• To do
Report, as a bare number, how many lines in the data contain "front".

--- Record set Enclosed Below ---

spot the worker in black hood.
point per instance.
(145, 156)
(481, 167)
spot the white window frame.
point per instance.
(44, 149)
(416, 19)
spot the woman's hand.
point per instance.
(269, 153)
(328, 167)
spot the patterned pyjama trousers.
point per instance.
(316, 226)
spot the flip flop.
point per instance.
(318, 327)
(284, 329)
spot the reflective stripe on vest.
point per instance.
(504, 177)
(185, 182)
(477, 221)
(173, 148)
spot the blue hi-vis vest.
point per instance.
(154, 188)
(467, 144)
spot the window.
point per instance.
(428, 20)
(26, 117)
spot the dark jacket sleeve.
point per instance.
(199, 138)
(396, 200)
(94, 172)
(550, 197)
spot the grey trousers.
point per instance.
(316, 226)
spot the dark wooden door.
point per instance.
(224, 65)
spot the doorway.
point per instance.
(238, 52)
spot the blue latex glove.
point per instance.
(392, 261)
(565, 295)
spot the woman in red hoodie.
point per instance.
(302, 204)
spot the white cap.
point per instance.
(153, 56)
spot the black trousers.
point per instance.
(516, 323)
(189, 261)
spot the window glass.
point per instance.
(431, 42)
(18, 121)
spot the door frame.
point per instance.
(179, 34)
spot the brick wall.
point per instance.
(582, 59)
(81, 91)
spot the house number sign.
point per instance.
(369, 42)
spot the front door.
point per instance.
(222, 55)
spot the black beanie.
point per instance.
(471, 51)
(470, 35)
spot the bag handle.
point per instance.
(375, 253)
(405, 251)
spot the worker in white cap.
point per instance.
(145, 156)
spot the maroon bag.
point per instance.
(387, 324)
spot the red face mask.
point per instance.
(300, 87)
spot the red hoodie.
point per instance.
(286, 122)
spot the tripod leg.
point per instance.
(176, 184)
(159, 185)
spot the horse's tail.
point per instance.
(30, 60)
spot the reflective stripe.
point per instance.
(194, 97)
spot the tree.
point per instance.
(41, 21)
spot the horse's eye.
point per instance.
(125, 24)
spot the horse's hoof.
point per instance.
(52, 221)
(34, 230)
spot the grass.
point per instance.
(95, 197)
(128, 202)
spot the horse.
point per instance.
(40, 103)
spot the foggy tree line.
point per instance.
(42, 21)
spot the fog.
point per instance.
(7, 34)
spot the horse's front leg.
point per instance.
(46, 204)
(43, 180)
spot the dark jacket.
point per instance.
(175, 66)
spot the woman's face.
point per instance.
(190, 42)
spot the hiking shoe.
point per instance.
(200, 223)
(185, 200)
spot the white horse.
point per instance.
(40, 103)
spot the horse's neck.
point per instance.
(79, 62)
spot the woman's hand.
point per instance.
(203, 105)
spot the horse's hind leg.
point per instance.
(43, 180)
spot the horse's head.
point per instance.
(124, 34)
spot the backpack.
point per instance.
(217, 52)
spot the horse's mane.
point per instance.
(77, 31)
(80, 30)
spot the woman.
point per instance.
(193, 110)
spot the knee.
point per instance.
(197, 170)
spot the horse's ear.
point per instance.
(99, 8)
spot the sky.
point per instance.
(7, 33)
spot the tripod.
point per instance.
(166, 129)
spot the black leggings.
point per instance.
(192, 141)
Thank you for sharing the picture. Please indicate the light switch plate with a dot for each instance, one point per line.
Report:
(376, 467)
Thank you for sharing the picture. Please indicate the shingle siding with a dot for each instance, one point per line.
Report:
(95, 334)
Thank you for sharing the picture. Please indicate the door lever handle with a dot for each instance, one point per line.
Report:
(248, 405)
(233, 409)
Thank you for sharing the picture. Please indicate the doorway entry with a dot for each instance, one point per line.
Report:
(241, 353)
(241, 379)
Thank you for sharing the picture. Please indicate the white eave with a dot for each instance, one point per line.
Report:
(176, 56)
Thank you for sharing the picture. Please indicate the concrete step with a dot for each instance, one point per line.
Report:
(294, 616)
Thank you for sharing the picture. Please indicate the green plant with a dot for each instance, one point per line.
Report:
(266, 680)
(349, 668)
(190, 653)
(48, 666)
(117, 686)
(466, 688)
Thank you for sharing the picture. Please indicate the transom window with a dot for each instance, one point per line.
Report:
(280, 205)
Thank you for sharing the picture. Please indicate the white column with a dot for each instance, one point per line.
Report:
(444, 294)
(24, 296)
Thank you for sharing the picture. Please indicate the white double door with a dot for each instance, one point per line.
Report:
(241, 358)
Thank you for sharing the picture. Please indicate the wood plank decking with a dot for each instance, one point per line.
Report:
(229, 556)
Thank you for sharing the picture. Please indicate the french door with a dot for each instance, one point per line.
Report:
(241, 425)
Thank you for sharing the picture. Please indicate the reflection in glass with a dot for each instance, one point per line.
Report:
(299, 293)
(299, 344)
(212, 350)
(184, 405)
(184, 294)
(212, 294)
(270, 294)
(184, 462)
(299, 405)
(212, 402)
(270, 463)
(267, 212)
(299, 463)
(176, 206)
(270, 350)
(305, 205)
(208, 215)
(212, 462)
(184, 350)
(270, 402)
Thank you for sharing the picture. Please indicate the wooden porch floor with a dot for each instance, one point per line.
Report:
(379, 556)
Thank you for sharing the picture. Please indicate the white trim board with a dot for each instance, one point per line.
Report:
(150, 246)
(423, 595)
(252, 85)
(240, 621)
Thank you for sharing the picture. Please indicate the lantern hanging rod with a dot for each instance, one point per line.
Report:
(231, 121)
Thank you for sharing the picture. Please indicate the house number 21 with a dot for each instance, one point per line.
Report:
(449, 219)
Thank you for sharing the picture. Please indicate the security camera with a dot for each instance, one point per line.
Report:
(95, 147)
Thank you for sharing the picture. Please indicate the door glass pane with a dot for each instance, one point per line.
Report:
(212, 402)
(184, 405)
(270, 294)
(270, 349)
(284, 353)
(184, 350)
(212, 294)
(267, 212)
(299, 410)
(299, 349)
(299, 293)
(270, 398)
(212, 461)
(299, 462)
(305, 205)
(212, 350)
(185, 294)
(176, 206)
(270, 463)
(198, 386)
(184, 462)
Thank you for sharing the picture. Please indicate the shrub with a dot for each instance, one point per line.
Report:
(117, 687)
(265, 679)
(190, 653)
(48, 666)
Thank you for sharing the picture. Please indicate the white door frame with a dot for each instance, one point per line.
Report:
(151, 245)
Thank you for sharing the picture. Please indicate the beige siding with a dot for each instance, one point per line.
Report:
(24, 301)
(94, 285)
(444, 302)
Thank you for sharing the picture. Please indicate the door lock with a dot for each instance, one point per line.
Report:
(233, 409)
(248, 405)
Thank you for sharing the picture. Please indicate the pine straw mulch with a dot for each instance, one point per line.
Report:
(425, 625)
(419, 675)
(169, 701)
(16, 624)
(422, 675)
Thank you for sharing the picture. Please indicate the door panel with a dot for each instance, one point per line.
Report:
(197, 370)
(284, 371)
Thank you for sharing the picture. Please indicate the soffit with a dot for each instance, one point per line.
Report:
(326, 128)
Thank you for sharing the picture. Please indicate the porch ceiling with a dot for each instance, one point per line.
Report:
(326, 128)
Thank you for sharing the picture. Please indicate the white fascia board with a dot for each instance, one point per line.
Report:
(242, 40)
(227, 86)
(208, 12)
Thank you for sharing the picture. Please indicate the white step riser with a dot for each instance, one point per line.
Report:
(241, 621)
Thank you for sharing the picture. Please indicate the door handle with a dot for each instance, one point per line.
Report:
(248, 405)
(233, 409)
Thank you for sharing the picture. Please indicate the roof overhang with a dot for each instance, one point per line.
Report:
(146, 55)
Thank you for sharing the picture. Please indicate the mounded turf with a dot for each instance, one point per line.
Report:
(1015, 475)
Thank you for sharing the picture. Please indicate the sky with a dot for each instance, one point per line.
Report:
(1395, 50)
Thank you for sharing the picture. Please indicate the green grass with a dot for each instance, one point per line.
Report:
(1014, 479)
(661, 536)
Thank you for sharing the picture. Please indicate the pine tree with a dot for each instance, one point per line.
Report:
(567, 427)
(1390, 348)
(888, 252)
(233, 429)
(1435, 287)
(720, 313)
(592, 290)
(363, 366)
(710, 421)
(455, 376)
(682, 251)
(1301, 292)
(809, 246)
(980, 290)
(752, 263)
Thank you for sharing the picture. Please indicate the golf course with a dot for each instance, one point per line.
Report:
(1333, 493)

--- End of Enclosed Record set ---

• Completed exercise
2